**The task**. For the records that follow, please set down exactly the lines between the one holding "Query: scale display" and the one holding "Practice. Locate the white", inclusive, and only those.

**Exercise materials**.
◆ ◆ ◆

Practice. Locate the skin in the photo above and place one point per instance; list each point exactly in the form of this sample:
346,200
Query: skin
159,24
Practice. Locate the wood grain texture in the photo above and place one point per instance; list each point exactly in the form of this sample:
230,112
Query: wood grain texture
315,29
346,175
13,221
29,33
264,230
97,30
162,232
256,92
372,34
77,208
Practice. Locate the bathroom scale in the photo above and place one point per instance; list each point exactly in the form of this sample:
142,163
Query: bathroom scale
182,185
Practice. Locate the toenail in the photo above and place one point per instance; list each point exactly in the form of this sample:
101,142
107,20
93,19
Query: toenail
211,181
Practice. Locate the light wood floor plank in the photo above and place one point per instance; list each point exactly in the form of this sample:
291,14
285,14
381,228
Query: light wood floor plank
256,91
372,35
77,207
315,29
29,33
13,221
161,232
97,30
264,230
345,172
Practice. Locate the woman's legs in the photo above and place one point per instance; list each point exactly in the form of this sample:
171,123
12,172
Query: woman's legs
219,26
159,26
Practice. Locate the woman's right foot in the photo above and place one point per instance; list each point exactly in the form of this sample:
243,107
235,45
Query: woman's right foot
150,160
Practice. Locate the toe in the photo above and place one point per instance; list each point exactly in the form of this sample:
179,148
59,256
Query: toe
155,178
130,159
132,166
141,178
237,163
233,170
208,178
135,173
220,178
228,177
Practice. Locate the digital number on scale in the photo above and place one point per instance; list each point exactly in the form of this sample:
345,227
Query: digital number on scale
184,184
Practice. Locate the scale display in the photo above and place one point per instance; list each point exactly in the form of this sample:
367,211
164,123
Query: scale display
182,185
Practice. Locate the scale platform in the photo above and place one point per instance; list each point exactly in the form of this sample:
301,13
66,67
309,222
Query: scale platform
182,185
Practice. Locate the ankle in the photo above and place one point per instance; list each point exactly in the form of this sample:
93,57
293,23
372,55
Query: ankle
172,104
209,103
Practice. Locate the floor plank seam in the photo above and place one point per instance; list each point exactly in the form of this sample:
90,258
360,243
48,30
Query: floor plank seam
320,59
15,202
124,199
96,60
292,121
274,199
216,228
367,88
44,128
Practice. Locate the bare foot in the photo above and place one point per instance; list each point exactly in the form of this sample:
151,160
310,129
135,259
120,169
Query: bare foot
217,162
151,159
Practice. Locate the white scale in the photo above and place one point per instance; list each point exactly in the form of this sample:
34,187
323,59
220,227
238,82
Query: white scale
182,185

◆ ◆ ◆

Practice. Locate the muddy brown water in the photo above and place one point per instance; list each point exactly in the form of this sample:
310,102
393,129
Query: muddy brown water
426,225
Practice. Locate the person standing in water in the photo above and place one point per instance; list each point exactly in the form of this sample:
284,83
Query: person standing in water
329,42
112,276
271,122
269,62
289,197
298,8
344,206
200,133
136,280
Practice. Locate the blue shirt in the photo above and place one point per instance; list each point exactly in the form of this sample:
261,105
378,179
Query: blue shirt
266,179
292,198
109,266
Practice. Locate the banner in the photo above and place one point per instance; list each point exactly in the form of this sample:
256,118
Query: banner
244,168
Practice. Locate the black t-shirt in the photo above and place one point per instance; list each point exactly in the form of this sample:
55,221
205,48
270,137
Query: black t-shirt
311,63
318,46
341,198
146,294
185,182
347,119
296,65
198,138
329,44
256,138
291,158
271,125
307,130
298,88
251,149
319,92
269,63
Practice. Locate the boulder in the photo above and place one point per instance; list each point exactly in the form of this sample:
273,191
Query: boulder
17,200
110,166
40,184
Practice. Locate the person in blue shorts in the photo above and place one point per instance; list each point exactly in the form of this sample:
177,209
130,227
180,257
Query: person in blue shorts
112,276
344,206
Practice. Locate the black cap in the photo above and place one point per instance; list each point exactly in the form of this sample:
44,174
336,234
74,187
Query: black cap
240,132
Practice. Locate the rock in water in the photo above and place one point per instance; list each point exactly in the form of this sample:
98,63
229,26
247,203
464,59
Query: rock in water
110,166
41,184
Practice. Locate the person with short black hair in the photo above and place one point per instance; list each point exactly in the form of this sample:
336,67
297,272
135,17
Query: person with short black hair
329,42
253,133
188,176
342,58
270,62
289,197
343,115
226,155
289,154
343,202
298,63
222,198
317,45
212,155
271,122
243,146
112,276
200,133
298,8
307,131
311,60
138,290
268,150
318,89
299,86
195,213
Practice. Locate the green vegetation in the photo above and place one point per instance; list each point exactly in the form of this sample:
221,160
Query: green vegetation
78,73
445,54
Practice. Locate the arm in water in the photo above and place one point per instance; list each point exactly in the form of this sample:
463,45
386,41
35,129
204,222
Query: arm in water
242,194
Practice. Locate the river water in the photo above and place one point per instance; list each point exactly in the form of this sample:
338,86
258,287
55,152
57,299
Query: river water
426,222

◆ ◆ ◆

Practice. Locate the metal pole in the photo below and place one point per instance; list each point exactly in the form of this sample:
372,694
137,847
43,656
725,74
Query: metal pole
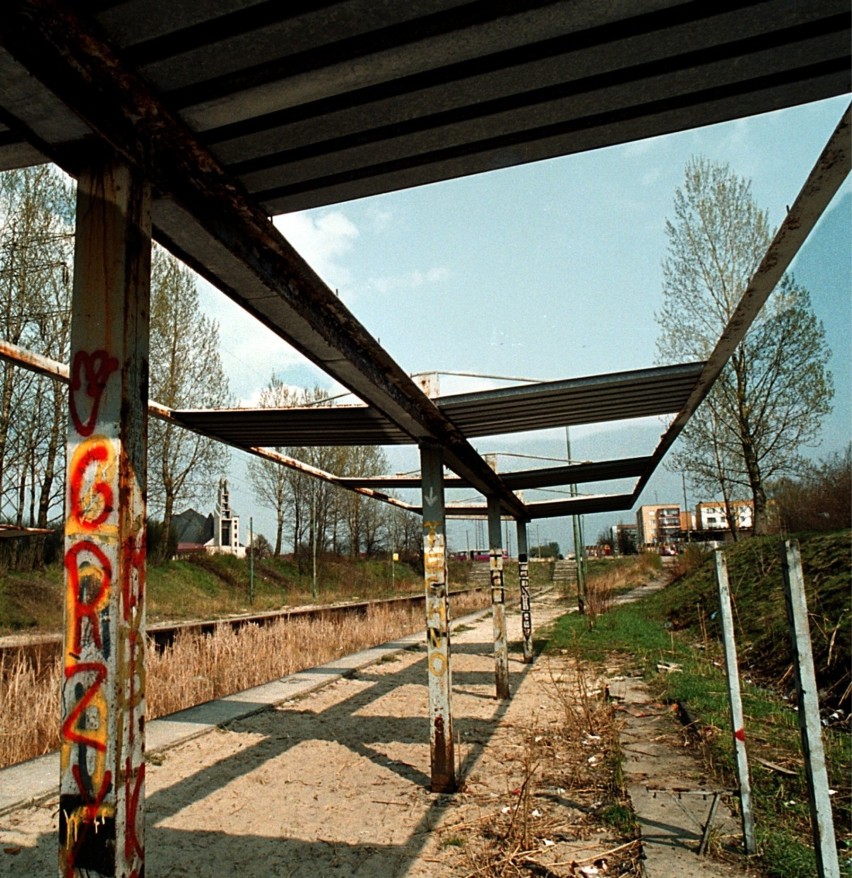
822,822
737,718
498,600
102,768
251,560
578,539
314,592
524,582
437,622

◆ ◆ ◆

**Result below**.
Query: scale display
182,185
Practice. Locate the scale platform in the photo above and place one point per instance; list each point exactly in the form of this sample:
301,13
66,67
309,222
Query: scale platform
182,185
Practice. Locate the ankle in the photo above and place one point per instance; list each point exactly in the form of this sample:
93,57
293,23
372,55
Query: ankle
172,104
209,103
Practice. Locate the floor plank seam in the photo above and place one point per instance; list each point exactly in the form of this sample:
90,258
360,243
48,30
Query: floor plank seam
320,59
15,202
124,199
96,60
292,121
274,199
216,228
367,88
44,128
Practice. Locate the bare foot in the photo above and place one point per instance; list each point exactly in the form of this sample:
151,160
310,129
135,259
120,169
Query: bare foot
217,162
151,159
Practice. Locate the white scale in the photo above and place one point per instance; list each point exactly in the form of this sample:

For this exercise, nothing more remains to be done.